### CONSIGNE ÉCRITE A
Recopiez sans rien changer le passage de l'extrait sur les sociétés holding qui commence aux mots "Les anciennes règles" et se termine après "sein du groupe.".

Enfin, la holding laisse la plupart du temps la possibilité à son actionnaire ultime de se départir de son investissement en réalisant un gain en capital fiscalement exonéré via la vente des actions de la holding.

 

Qu’est-ce que la RFFA change pour les sociétés holding ?

Avant l’entrée en vigueur de la loi fédérale relative à la réforme fiscale et au financement de l’AVS (« RFFA ») et des réformes législatives correspondantes en droit genevois le 1er janvier 2020, un statut fiscal spécial était accordé par les cantons aux entités holding n’exerçant aucune activité commerciale en Suisse. Aux niveaux cantonal et communal, ces sociétés holding étaient exonérées de tout impôt sur le bénéfice. L’impôt fédéral direct pouvait s’approcher de zéro sur les dividendes provenant de filiales et les gains en capital issus de la vente de ces dernières, par le biais de la « réduction pour participation ». Les sociétés holding sises à Genève bénéficiaient en outre d’un taux préférentiel en matière d’impôt sur le capital (0.0668% en Ville de Genève).

Les anciennes règles permettaient aux sociétés sous statut holding d’exercer de façon limitée, à côté de leur activité typiques de détention de participations, des activités accessoires telles que la gestion et coordination de filiales, de financement ou de détention de propriété intellectuelle en faveur de sociétés du groupe. Ces prestations accessoires facturées à des filiales réduisaient d’un côté les profits de ces dernières plus « lourdement » taxés (p. ex. 24% à Genève jusqu’en 2019), tandis qu’elles augmentaient de l’autre côté les profits de la holding imposés au taux effectif de seulement 7.83% grâce à l’exonération d’impôt cantonal sur le bénéfice. Il en résultait une diminution de la facture d’impôts totale au sein du groupe.

La RFFA abolit le régime holding avec ses différents privilèges, à savoir la non-imposition des bénéfices aux niveaux cantonal et communal et le taux réduit pour l’impôt sur le capital. A compter de 2020, toutes les sociétés dans le canton de Genève paient l’impôt sur le bénéfice au même taux effectif de 14%.

Cette abolition n’affecte guère la charge fiscale des sociétés holding « pures », dont les bénéfices proviennent de dividendes et de gains en capital qu’elles retirent de leurs filiales. En effet, aussi bien pour l’impôt cantonal et communal que pour l’impôt fédéral direct, la réforme laisse intact le mécanisme de la « réduction pour participation » applicable à toute société possédant une participation qualifiée dans une autre société, à savoir au moins 10% dans le capital d’une autre société ou encore (pour les dividendes) une participation inférieure à ce pourcentage mais d’une valeur vénale d’au moins CHF 1 million.

La question se pose différemment pour les sociétés holding qui ont des revenus accessoires autres que des dividendes, tels que des intérêts, des revenus de licences, etc. En 2020 ces revenus sont désormais taxés non plus au taux privilégié de 7.83% mais au nouveau taux ordinaire à Genève de 14% (contre 24% avant la réforme). D’un autre côté, plus aucun statut fiscal ne restreint les holding quant au volume ou la nature de leurs activités commerciales. De ce point de vue, la RFFA ouvre de nouvelles perspectives et pose la question de limiter ou au contraire étendre les activités « accessoires » de certaines holding.

[Enregistrements tirés d'une collection]
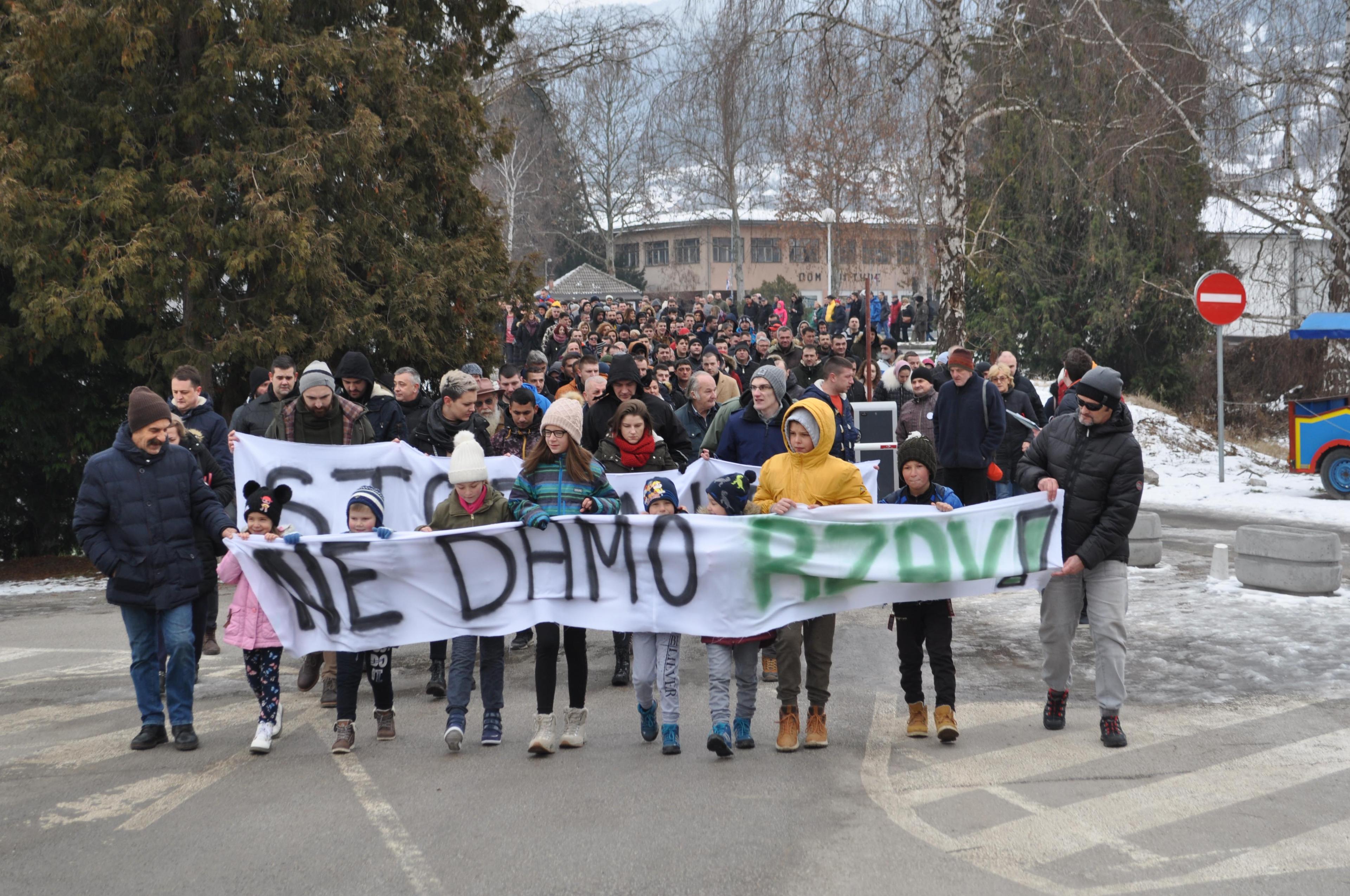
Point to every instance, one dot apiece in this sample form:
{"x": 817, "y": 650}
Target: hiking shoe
{"x": 742, "y": 727}
{"x": 647, "y": 720}
{"x": 816, "y": 735}
{"x": 546, "y": 735}
{"x": 919, "y": 721}
{"x": 385, "y": 725}
{"x": 720, "y": 740}
{"x": 492, "y": 728}
{"x": 329, "y": 700}
{"x": 346, "y": 736}
{"x": 1112, "y": 732}
{"x": 437, "y": 683}
{"x": 149, "y": 737}
{"x": 456, "y": 732}
{"x": 574, "y": 728}
{"x": 310, "y": 671}
{"x": 670, "y": 740}
{"x": 789, "y": 728}
{"x": 1055, "y": 703}
{"x": 184, "y": 739}
{"x": 262, "y": 739}
{"x": 944, "y": 720}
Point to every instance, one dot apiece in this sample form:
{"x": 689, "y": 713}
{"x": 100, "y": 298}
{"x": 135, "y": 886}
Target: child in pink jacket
{"x": 248, "y": 625}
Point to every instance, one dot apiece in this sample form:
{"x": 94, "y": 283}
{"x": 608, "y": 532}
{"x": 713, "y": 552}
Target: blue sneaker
{"x": 743, "y": 735}
{"x": 670, "y": 740}
{"x": 454, "y": 732}
{"x": 492, "y": 728}
{"x": 649, "y": 718}
{"x": 720, "y": 740}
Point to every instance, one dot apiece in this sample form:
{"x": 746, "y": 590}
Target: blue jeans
{"x": 145, "y": 625}
{"x": 462, "y": 671}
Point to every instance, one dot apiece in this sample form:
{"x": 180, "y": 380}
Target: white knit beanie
{"x": 466, "y": 462}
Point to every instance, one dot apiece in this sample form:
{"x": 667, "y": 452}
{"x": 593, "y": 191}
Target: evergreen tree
{"x": 1091, "y": 200}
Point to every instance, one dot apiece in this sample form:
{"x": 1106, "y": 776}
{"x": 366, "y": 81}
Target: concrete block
{"x": 1147, "y": 540}
{"x": 1288, "y": 560}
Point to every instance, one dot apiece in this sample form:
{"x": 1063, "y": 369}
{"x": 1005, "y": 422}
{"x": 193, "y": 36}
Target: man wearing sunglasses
{"x": 1094, "y": 458}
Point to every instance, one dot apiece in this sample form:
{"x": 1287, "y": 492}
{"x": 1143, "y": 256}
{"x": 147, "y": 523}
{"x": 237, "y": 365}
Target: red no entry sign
{"x": 1221, "y": 297}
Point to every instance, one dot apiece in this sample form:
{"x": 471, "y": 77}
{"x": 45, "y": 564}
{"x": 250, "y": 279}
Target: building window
{"x": 877, "y": 253}
{"x": 686, "y": 252}
{"x": 804, "y": 252}
{"x": 766, "y": 252}
{"x": 627, "y": 255}
{"x": 723, "y": 249}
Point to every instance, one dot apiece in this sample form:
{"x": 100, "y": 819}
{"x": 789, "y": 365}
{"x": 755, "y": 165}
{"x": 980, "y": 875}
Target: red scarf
{"x": 478, "y": 505}
{"x": 635, "y": 456}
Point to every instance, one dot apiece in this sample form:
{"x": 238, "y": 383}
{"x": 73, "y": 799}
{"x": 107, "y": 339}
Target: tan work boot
{"x": 945, "y": 721}
{"x": 789, "y": 728}
{"x": 384, "y": 725}
{"x": 816, "y": 735}
{"x": 919, "y": 721}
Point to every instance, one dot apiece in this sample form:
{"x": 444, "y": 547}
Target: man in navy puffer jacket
{"x": 134, "y": 519}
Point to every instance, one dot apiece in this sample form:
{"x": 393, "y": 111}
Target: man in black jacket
{"x": 1094, "y": 456}
{"x": 625, "y": 382}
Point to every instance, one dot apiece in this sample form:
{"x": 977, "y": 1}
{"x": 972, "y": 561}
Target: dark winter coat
{"x": 846, "y": 434}
{"x": 600, "y": 415}
{"x": 437, "y": 435}
{"x": 134, "y": 519}
{"x": 962, "y": 438}
{"x": 609, "y": 458}
{"x": 1010, "y": 448}
{"x": 1101, "y": 470}
{"x": 382, "y": 411}
{"x": 211, "y": 428}
{"x": 256, "y": 416}
{"x": 750, "y": 440}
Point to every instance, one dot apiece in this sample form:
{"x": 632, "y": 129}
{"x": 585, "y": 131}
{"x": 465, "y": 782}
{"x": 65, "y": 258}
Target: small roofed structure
{"x": 585, "y": 281}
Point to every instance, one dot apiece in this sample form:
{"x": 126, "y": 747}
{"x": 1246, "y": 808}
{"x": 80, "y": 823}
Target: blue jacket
{"x": 748, "y": 440}
{"x": 211, "y": 430}
{"x": 134, "y": 519}
{"x": 846, "y": 434}
{"x": 959, "y": 424}
{"x": 936, "y": 493}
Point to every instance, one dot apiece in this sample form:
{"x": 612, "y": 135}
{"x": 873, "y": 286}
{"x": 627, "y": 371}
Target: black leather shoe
{"x": 150, "y": 737}
{"x": 184, "y": 737}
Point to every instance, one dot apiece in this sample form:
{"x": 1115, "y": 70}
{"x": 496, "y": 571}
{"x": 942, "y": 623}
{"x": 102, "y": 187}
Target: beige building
{"x": 685, "y": 258}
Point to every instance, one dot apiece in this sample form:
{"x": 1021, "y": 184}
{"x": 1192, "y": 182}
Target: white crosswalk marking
{"x": 1022, "y": 849}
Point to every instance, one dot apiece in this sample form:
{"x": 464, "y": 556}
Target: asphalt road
{"x": 1237, "y": 778}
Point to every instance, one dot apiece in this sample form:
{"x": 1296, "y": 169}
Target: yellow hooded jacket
{"x": 815, "y": 478}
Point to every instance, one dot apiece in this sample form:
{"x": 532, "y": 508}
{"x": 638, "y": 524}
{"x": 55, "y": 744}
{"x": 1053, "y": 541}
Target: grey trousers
{"x": 657, "y": 663}
{"x": 817, "y": 636}
{"x": 721, "y": 658}
{"x": 1107, "y": 590}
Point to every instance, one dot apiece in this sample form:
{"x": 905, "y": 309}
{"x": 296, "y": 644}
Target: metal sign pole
{"x": 1220, "y": 331}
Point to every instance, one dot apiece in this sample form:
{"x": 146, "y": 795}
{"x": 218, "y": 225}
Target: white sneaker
{"x": 546, "y": 736}
{"x": 262, "y": 740}
{"x": 576, "y": 732}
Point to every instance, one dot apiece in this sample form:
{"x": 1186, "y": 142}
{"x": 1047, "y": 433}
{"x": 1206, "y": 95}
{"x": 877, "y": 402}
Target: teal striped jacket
{"x": 551, "y": 493}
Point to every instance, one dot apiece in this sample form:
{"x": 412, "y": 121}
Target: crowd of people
{"x": 607, "y": 388}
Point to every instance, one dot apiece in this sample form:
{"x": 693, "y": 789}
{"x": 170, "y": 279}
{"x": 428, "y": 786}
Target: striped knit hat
{"x": 373, "y": 499}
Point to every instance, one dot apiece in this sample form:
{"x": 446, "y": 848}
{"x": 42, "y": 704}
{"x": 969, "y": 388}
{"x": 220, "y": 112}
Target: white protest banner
{"x": 322, "y": 480}
{"x": 693, "y": 574}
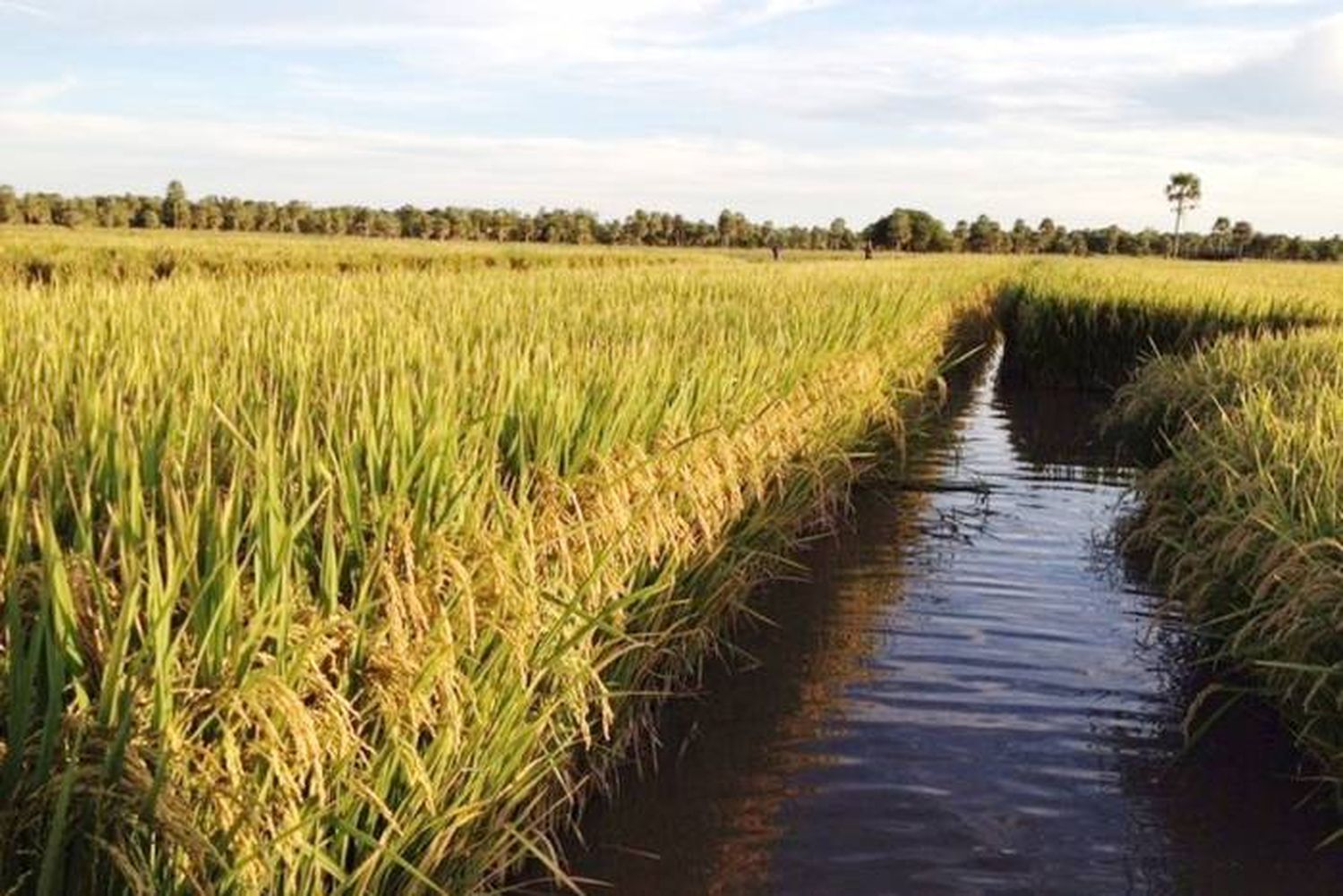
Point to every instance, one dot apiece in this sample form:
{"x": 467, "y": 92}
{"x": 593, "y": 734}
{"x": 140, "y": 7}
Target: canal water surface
{"x": 967, "y": 695}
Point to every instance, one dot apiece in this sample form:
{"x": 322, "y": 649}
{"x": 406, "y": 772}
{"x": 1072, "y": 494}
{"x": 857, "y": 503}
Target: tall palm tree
{"x": 1184, "y": 191}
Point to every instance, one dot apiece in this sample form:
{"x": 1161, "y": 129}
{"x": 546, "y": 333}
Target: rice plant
{"x": 355, "y": 582}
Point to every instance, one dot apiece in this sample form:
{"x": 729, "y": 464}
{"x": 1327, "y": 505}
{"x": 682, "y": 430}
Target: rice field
{"x": 354, "y": 568}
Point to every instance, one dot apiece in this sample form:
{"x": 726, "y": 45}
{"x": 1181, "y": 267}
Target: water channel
{"x": 970, "y": 694}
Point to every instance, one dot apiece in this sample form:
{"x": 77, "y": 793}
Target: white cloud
{"x": 1079, "y": 177}
{"x": 35, "y": 93}
{"x": 693, "y": 104}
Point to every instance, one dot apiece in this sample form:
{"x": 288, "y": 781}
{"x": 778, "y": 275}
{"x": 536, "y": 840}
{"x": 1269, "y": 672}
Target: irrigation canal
{"x": 969, "y": 695}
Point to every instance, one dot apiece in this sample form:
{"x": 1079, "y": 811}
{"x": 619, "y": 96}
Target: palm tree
{"x": 1184, "y": 191}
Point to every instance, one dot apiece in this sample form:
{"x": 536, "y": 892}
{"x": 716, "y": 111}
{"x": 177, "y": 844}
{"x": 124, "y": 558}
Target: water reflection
{"x": 970, "y": 696}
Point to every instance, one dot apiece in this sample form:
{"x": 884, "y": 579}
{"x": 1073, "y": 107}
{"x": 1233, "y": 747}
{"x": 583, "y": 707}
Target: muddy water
{"x": 969, "y": 696}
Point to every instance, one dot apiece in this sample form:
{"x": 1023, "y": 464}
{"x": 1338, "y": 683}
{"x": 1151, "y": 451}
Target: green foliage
{"x": 352, "y": 582}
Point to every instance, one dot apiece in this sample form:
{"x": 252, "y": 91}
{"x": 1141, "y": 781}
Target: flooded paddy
{"x": 969, "y": 695}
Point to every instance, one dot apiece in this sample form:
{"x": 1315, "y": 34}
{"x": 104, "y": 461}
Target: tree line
{"x": 902, "y": 230}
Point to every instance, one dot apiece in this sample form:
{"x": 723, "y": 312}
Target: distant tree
{"x": 985, "y": 235}
{"x": 8, "y": 204}
{"x": 1243, "y": 233}
{"x": 176, "y": 211}
{"x": 1221, "y": 235}
{"x": 1184, "y": 191}
{"x": 1022, "y": 238}
{"x": 840, "y": 235}
{"x": 902, "y": 230}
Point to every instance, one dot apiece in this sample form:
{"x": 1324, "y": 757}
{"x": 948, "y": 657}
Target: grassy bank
{"x": 1091, "y": 324}
{"x": 351, "y": 582}
{"x": 1243, "y": 517}
{"x": 346, "y": 567}
{"x": 1238, "y": 407}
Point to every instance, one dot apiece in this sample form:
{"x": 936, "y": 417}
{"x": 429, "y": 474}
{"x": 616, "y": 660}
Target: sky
{"x": 792, "y": 110}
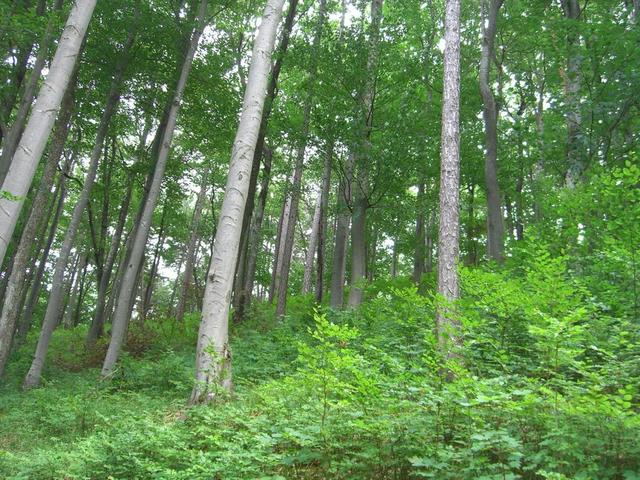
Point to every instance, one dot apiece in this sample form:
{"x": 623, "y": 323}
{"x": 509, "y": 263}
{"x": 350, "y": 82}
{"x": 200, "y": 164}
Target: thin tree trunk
{"x": 240, "y": 292}
{"x": 10, "y": 141}
{"x": 573, "y": 80}
{"x": 148, "y": 293}
{"x": 76, "y": 291}
{"x": 311, "y": 249}
{"x": 27, "y": 317}
{"x": 361, "y": 203}
{"x": 255, "y": 234}
{"x": 16, "y": 281}
{"x": 297, "y": 174}
{"x": 447, "y": 325}
{"x": 97, "y": 322}
{"x": 341, "y": 236}
{"x": 34, "y": 139}
{"x": 213, "y": 358}
{"x": 495, "y": 225}
{"x": 123, "y": 305}
{"x": 418, "y": 256}
{"x": 56, "y": 296}
{"x": 191, "y": 247}
{"x": 324, "y": 207}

### CONSIGNE ÉCRITE B
Rassemblez toutes les lignes des enregistrements où figure le mot "blue", chacune recopiée telle quelle.

### RÉSULTAT OBTENU A
Les anciennes règles permettaient aux sociétés sous statut holding d’exercer de façon limitée, à côté de leur activité typiques de détention de participations, des activités accessoires telles que la gestion et coordination de filiales, de financement ou de détention de propriété intellectuelle en faveur de sociétés du groupe. Ces prestations accessoires facturées à des filiales réduisaient d’un côté les profits de ces dernières plus « lourdement » taxés (p. ex. 24% à Genève jusqu’en 2019), tandis qu’elles augmentaient de l’autre côté les profits de la holding imposés au taux effectif de seulement 7.83% grâce à l’exonération d’impôt cantonal sur le bénéfice. Il en résultait une diminution de la facture d’impôts totale au sein du groupe.

### RÉSULTAT OBTENU B
Target: blue sneaker
Target: blue jeans
Target: blue jacket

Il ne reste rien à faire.